■ **STATED EXERCISE**: Pick out and copy every line of the records below that contains the word "blue". Only matches with the same capitalization count.

::: RECORD LIST :::

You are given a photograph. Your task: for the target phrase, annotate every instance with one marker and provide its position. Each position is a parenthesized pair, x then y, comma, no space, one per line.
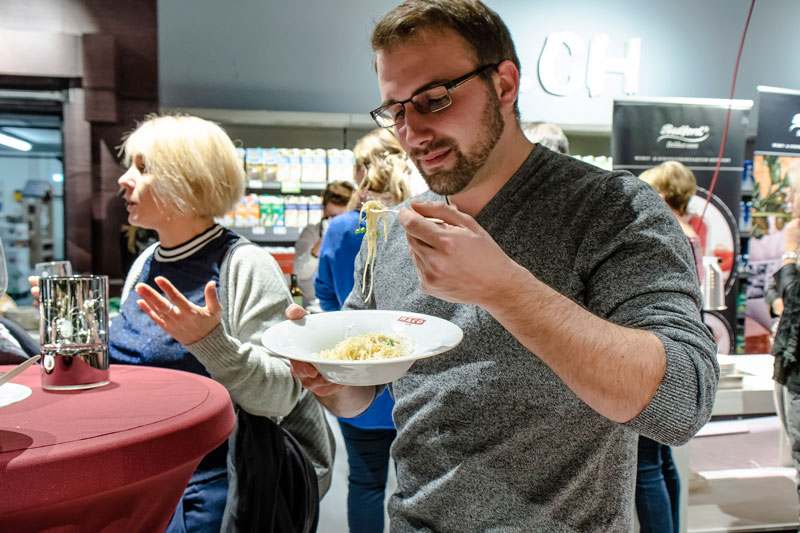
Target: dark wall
(107,52)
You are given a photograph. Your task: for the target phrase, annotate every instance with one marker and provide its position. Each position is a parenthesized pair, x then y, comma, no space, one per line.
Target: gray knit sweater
(253,296)
(488,437)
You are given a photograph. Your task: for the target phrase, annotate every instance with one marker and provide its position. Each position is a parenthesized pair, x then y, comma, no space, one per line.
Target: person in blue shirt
(382,169)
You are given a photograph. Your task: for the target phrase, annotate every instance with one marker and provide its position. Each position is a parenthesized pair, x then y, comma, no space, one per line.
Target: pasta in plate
(370,346)
(372,212)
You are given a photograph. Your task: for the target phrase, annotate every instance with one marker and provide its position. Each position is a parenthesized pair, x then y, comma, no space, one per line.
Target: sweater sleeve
(255,297)
(305,265)
(325,284)
(639,273)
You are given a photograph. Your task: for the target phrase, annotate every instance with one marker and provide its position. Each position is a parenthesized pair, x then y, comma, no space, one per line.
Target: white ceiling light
(13,142)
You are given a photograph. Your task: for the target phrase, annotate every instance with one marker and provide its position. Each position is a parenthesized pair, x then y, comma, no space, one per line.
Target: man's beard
(447,182)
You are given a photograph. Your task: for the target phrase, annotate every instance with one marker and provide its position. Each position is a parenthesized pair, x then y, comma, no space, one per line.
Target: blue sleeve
(324,284)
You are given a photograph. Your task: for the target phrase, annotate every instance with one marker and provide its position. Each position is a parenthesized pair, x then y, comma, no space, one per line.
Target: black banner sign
(646,132)
(778,121)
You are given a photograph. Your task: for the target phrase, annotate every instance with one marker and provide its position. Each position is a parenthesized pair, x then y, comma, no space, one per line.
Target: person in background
(198,300)
(574,287)
(676,184)
(548,135)
(306,250)
(657,480)
(381,171)
(783,297)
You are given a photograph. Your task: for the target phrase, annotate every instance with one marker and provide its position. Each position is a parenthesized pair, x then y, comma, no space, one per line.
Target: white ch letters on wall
(560,64)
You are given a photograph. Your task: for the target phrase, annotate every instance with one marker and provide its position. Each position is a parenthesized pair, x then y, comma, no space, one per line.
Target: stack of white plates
(729,377)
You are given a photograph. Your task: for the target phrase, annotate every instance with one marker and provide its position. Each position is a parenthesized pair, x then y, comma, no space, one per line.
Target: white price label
(290,187)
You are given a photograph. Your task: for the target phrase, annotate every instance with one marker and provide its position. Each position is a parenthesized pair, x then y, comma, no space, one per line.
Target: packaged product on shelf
(241,153)
(291,211)
(314,210)
(333,164)
(283,173)
(251,212)
(273,212)
(348,162)
(295,165)
(320,165)
(302,211)
(254,162)
(306,165)
(271,164)
(264,210)
(228,219)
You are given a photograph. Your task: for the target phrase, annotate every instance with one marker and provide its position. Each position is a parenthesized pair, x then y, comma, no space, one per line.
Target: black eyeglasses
(428,100)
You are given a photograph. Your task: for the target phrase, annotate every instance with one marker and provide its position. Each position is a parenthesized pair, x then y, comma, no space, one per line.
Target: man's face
(450,146)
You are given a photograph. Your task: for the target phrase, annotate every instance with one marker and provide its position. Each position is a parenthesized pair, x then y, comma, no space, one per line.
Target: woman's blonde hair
(193,162)
(674,182)
(385,167)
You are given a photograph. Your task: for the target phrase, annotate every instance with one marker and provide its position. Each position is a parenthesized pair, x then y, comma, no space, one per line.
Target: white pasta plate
(303,340)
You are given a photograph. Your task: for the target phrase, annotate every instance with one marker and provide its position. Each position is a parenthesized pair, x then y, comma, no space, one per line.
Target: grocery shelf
(284,187)
(269,235)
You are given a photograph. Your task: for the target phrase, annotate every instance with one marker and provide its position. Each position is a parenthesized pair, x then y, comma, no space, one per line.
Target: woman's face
(333,210)
(143,208)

:::

■ **WRITTEN ANSWER**:
Target: person in blue shirt
Target: blue sleeve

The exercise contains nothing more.